• Work required:
Render every one of the lines below as a Markdown table with the columns "Row" and "Line," numbering each line in order and omitting any blank lines.

• Records from a point-labeling set:
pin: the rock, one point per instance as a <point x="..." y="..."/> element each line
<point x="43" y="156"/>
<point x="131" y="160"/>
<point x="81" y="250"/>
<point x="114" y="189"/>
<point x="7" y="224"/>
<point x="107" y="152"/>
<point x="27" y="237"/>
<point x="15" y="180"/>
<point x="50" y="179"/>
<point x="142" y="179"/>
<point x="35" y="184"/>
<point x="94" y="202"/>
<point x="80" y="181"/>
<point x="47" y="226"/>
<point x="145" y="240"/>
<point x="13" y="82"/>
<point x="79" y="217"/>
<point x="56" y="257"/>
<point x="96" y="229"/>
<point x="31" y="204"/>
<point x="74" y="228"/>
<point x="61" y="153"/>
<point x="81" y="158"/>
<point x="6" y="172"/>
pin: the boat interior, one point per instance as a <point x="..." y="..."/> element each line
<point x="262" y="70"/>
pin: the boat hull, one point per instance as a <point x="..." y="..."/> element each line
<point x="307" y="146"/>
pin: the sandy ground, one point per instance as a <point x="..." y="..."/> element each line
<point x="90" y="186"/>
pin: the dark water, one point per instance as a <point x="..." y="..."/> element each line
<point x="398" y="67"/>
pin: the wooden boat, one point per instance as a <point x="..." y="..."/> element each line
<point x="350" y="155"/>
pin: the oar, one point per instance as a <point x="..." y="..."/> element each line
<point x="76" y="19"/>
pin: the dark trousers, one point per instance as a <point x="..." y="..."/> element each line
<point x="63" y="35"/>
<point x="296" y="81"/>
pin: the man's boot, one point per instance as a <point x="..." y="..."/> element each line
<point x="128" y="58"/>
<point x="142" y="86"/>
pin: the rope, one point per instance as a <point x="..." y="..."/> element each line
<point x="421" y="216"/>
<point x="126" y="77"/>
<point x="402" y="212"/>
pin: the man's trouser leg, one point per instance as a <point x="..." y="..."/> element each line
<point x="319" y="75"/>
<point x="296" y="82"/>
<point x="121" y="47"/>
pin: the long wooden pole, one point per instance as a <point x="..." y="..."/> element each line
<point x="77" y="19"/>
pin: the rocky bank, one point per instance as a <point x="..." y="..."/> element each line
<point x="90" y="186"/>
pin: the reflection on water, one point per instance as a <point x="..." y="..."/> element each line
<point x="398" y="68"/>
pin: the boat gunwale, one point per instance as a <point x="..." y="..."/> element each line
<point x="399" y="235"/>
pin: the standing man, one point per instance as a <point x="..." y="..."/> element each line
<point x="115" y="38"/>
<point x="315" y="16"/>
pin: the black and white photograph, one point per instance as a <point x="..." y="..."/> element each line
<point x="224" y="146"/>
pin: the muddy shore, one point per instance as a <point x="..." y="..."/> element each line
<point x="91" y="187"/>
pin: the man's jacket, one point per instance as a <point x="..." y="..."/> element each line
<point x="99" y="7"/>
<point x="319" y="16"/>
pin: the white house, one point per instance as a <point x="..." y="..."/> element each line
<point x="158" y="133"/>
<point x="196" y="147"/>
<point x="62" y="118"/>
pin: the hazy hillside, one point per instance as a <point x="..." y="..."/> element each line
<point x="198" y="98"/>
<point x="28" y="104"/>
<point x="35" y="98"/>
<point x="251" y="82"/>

• Output of the exercise:
| Row | Line |
|---|---|
| 1 | pin: the rock, one point per instance as a <point x="..." y="..."/> element each line |
| 2 | <point x="43" y="156"/> |
| 3 | <point x="131" y="160"/> |
| 4 | <point x="81" y="250"/> |
| 5 | <point x="114" y="189"/> |
| 6 | <point x="7" y="224"/> |
| 7 | <point x="107" y="152"/> |
| 8 | <point x="27" y="237"/> |
| 9 | <point x="15" y="180"/> |
| 10 | <point x="50" y="179"/> |
| 11 | <point x="142" y="179"/> |
| 12 | <point x="35" y="184"/> |
| 13 | <point x="94" y="202"/> |
| 14 | <point x="80" y="181"/> |
| 15 | <point x="47" y="226"/> |
| 16 | <point x="145" y="240"/> |
| 17 | <point x="13" y="82"/> |
| 18 | <point x="79" y="217"/> |
| 19 | <point x="56" y="257"/> |
| 20 | <point x="96" y="229"/> |
| 21 | <point x="31" y="204"/> |
| 22 | <point x="74" y="228"/> |
| 23 | <point x="61" y="153"/> |
| 24 | <point x="81" y="158"/> |
| 25 | <point x="6" y="172"/> |
| 26 | pin: the boat interior, one point per instance as a <point x="..." y="..."/> element each line |
| 27 | <point x="262" y="70"/> |
| 28 | pin: the boat hull, one point per instance as a <point x="..." y="..."/> element each line |
| 29 | <point x="307" y="146"/> |
| 30 | pin: the sandy ground, one point per instance as a <point x="..." y="..."/> element each line |
| 31 | <point x="90" y="186"/> |
| 32 | pin: the dark water, one point per instance as a <point x="..." y="..."/> element each line |
| 33 | <point x="398" y="67"/> |
| 34 | pin: the wooden boat, one point per instance as a <point x="..." y="..."/> element each line |
| 35 | <point x="350" y="155"/> |
| 36 | pin: the oar, one point per instance as a <point x="..." y="..."/> element each line |
| 37 | <point x="76" y="19"/> |
| 38 | pin: the dark trousers, one point per instance as a <point x="..." y="..."/> element each line |
| 39 | <point x="63" y="35"/> |
| 40 | <point x="296" y="81"/> |
| 41 | pin: the man's boot, one point per instance as a <point x="..." y="..."/> element each line |
| 42 | <point x="128" y="58"/> |
| 43 | <point x="142" y="86"/> |
| 44 | pin: the rope, one point per instance as a <point x="..." y="..."/> element each line |
| 45 | <point x="421" y="216"/> |
| 46 | <point x="126" y="77"/> |
| 47 | <point x="402" y="212"/> |
| 48 | pin: the man's trouser leg, one point per instance as a <point x="..." y="..."/> element each line |
| 49 | <point x="319" y="75"/> |
| 50 | <point x="296" y="82"/> |
| 51 | <point x="121" y="47"/> |
| 52 | pin: the long wooden pole, one point per instance as a <point x="..." y="..."/> element each line |
| 53 | <point x="77" y="19"/> |
| 54 | pin: the rocky bank, one point per instance as a <point x="..." y="..."/> element each line |
| 55 | <point x="90" y="186"/> |
| 56 | pin: the reflection on water, one point per instance as a <point x="..." y="..."/> element each line |
| 57 | <point x="398" y="68"/> |
| 58 | pin: the boat gunwale, one point per instance as a <point x="..." y="..."/> element each line |
| 59 | <point x="399" y="235"/> |
| 60 | pin: the standing man, one point per instance as a <point x="..." y="..."/> element each line |
| 61 | <point x="115" y="38"/> |
| 62 | <point x="315" y="16"/> |
| 63 | pin: the black and white photograph, one point per instance as a <point x="..." y="..."/> element each line |
| 64 | <point x="224" y="146"/> |
| 65 | pin: the muddy shore, one point per instance as a <point x="..." y="..."/> element each line |
| 66 | <point x="91" y="187"/> |
| 67 | pin: the man's jacket, one point per instance as a <point x="..." y="..."/> element each line |
| 68 | <point x="99" y="7"/> |
| 69 | <point x="319" y="16"/> |
| 70 | pin: the white house, one point per instance as a <point x="..." y="..."/> element each line |
| 71 | <point x="158" y="133"/> |
| 72 | <point x="196" y="147"/> |
| 73 | <point x="62" y="118"/> |
| 74 | pin: the hazy hillside, one point per instance as a <point x="..." y="..."/> element each line |
| 75 | <point x="198" y="98"/> |
| 76 | <point x="28" y="104"/> |
| 77 | <point x="35" y="98"/> |
| 78 | <point x="251" y="82"/> |